** Start Source text **

All of lore.kernel.org
 help / color / mirror / Atom feed
From: Andy Lutomirski <luto@amacapital.net>
To: Ingo Molnar <mingo@kernel.org>
Cc: fweisbec@redhat.com, Paolo Bonzini <pbonzini@redhat.com>,
	Thomas Gleixner <tglx@linutronix.de>, X86 ML <x86@kernel.org>,
	Peter Zijlstra <peterz@infradead.org>,
	Ingo Molnar <mingo@redhat.com>,
	Heiko Carstens <heiko.carstens@de.ibm.com>,
	Mike Galbraith <umgwanakikbuti@gmail.com>,
	"linux-kernel@vger.kernel.org" <linux-kernel@vger.kernel.org>,
	Rik van Riel <riel@redhat.com>,
	williams@redhat.com
Subject: Re: [PATCH 3/3] context_tracking,x86: remove extraneous irq disable & enable from context tracking on syscall entry
Date: Thu, 7 May 2015 05:22:40 -0700	[thread overview]
Message-ID: <CALCETrXtd2PBLBhAdKPTxuMbE9pUSvsDLpBJnd2srJg5hk=LhQ@mail.gmail.com> (raw)
In-Reply-To: <20150507104845.GB14924@gmail.com>

On May 7, 2015 4:18 PM, "Ingo Molnar" <mingo@kernel.org> wrote:
>
>
> * Rik van Riel <riel@redhat.com> wrote:
>
> > > If, on the other hand, you're just going to remotely sample the
> > > in-memory context, that sounds good.
> >
> > It's the latter.
> >
> > If you look at /proc/<pid>/{stack,syscall,wchan} and other files,
> > you will see we already have ways to determine, from in memory
> > content, where a program is running at a certain point in time.
> >
> > In fact, the timer interrupt based accounting does a similar thing.
> > It has a task examine its own in-memory state to figure out what it
> > was doing before the timer interrupt happened.
> >
> > The kernel side stack pointer is probably enough to tell us whether
> > a task is active in kernel space, on an irq stack, or (maybe) in
> > user space. Not convinced about the latter, we may need to look at
> > the same state the RCU code keeps track of to see what mode a task
> > is in...
> >
> > I am looking at the code to see what locks we need to grab.
> >
> > I suspect the runqueue lock may be enough, to ensure that the task
> > struct, and stack do not go away while we are looking at them.
>
> That will be enough, especially if you get to the task reference via
> rq->curr.
>
> > We cannot take the lock_trace(task) from irq context, and we
> > probably do not need to anyway, since we do not care about a precise
> > stack trace for the task.
>
> So one worry with this and similar approaches of statistically
> detecting user mode would be the fact that on the way out to
> user-space we don't really destroy the previous call trace - we just
> pop off the stack (non-destructively), restore RIPs and are gone.
>
> We'll need that percpu flag I suspect.

** End Source text **
** Start Material provided **

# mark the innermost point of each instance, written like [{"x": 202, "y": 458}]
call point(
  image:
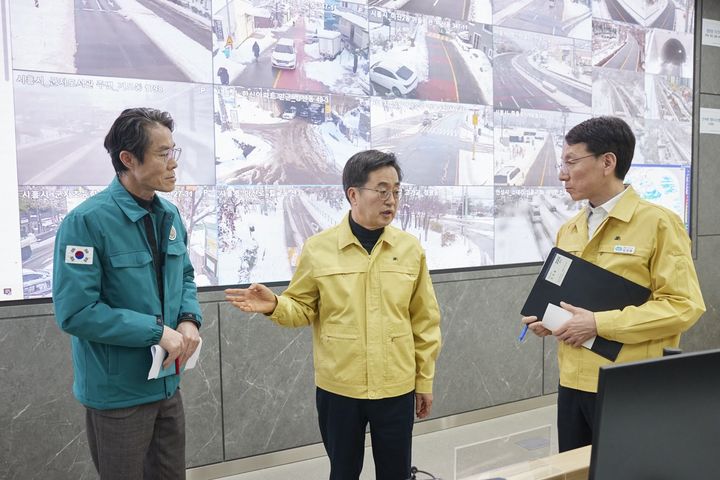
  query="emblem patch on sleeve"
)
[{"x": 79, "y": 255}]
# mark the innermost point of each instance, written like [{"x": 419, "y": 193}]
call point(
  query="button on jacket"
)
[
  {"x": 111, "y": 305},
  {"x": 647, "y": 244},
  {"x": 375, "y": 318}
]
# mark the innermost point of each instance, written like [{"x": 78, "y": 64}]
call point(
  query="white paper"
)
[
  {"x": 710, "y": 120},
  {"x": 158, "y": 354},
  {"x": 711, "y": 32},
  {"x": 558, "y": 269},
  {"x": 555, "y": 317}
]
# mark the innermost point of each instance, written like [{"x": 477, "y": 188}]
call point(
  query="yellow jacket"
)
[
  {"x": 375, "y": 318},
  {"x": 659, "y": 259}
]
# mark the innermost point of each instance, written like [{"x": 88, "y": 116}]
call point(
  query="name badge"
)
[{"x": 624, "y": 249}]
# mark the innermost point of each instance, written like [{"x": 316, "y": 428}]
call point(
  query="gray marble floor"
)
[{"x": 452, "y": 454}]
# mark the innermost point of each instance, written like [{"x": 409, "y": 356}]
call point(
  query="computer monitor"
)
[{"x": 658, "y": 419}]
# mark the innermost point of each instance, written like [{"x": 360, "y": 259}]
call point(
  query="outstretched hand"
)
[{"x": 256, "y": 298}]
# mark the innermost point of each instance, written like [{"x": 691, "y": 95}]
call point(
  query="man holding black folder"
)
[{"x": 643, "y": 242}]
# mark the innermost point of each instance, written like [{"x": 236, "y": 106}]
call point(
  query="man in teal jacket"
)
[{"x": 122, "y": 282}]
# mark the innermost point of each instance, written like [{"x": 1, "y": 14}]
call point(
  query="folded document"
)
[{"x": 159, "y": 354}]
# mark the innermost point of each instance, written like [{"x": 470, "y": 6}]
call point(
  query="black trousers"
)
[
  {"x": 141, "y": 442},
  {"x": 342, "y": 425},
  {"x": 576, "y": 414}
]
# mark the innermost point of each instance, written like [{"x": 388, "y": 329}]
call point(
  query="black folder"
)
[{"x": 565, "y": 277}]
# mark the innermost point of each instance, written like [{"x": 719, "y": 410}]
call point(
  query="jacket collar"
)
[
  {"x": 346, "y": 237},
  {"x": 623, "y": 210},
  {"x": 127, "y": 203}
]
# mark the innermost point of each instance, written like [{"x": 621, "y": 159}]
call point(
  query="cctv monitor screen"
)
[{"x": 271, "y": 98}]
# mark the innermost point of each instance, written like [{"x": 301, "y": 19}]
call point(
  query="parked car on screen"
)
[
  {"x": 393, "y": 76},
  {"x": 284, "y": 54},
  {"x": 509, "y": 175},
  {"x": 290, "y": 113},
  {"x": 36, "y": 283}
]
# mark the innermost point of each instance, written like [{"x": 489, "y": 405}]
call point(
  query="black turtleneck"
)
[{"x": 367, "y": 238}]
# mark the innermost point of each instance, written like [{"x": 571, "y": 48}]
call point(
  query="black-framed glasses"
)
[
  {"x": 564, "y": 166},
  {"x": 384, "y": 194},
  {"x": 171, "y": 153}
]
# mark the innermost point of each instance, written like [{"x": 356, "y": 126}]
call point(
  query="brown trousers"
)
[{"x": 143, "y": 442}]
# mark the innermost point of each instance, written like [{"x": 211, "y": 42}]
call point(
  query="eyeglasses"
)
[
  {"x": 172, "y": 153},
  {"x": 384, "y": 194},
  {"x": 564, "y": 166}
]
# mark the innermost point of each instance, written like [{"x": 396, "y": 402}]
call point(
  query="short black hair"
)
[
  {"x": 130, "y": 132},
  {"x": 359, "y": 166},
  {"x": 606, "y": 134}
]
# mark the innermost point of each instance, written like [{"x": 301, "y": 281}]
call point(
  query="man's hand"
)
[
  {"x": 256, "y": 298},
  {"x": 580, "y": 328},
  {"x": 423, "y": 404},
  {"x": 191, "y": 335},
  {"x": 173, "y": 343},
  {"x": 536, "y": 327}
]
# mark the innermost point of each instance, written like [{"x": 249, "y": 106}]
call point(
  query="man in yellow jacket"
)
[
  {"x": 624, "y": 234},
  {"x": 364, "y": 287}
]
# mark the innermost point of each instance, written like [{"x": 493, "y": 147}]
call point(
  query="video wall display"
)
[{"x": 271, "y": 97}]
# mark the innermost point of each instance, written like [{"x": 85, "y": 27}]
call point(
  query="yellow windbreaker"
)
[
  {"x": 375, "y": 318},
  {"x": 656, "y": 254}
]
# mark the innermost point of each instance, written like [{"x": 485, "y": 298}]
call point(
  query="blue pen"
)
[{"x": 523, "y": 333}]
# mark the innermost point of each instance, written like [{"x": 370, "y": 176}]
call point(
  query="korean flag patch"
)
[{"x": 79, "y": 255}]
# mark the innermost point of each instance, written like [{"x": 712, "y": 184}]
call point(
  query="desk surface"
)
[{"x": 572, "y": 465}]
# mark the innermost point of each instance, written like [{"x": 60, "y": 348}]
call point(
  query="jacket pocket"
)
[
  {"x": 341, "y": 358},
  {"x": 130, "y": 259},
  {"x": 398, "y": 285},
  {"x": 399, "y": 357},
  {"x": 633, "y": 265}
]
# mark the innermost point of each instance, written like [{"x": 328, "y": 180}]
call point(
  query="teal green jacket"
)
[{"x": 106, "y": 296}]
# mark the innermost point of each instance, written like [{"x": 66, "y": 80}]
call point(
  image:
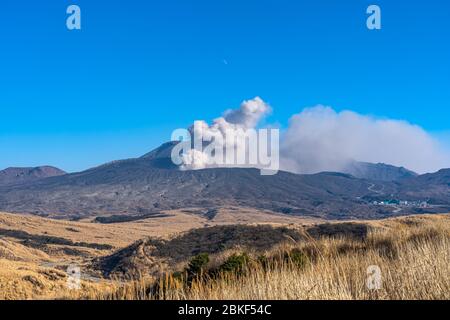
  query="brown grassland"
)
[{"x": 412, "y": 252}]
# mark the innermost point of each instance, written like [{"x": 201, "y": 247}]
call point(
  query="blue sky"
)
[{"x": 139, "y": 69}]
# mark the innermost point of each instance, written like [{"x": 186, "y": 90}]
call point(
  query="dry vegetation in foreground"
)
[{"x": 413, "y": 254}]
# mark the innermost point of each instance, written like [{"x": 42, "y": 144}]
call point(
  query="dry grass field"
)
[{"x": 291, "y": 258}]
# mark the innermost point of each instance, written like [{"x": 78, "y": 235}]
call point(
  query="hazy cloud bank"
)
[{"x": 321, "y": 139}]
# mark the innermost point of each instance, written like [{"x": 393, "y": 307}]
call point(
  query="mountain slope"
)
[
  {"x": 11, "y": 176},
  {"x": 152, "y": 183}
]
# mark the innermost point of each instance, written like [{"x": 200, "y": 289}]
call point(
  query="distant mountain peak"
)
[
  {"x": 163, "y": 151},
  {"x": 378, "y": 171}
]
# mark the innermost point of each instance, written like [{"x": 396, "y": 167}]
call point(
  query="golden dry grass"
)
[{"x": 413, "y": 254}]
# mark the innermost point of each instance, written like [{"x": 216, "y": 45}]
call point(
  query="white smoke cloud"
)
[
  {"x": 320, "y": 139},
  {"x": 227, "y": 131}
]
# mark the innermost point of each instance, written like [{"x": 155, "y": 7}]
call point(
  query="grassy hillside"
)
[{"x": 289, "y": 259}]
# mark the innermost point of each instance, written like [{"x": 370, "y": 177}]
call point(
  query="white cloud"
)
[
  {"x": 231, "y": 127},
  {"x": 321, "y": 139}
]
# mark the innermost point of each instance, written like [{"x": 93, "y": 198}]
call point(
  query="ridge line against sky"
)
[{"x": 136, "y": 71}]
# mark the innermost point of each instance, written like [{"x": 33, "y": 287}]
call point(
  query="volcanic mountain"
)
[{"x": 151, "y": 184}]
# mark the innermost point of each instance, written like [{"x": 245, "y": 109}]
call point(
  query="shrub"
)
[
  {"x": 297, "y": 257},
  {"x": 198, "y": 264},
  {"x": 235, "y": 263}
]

** End Material provided **

**Aim 1:** Could you return, word for word, the part of the context tracking thread between "In-Reply-To: <20150507104845.GB14924@gmail.com>" and "that sounds good.", inclusive?
**Aim 2:** Can you resume the context tracking thread from the point where it stops?
The records aren't needed for any of this.

**Answer 1:**
In-Reply-To: <20150507104845.GB14924@gmail.com>

On May 7, 2015 4:18 PM, "Ingo Molnar" <mingo@kernel.org> wrote:
>
>
> * Rik van Riel <riel@redhat.com> wrote:
>
> > > If, on the other hand, you're just going to remotely sample the
> > > in-memory context, that sounds good.

**Answer 2:**
>
> And once we have the flag, we can get rid of the per syscall RCU
> callback as well, relatively easily: with CMPXCHG (in
> synchronize_rcu()!) we can reliably sample whether a CPU is in user
> mode right now, while the syscall entry/exit path does not use any
> atomics, we can just use a simple MOV.
>
> Once we observe 'user mode', then we have observed quiescent state and
> synchronize_rcu() can continue. If we've observed kernel mode we can
> frob the remote task's TIF_ flags to make it go into a quiescent state
> publishing routine on syscall-return.
>

How does that work?

If the exit code writes the per-cpu flag and then checks TIF_whatever,
we need a barrier to avoid a race where we end up in user mode without
seeing the flag.

I think the right solution is to accept that race and just have the
RCU code send an IPI (or check again) if it sees too long of a period
elapse in kernel mode.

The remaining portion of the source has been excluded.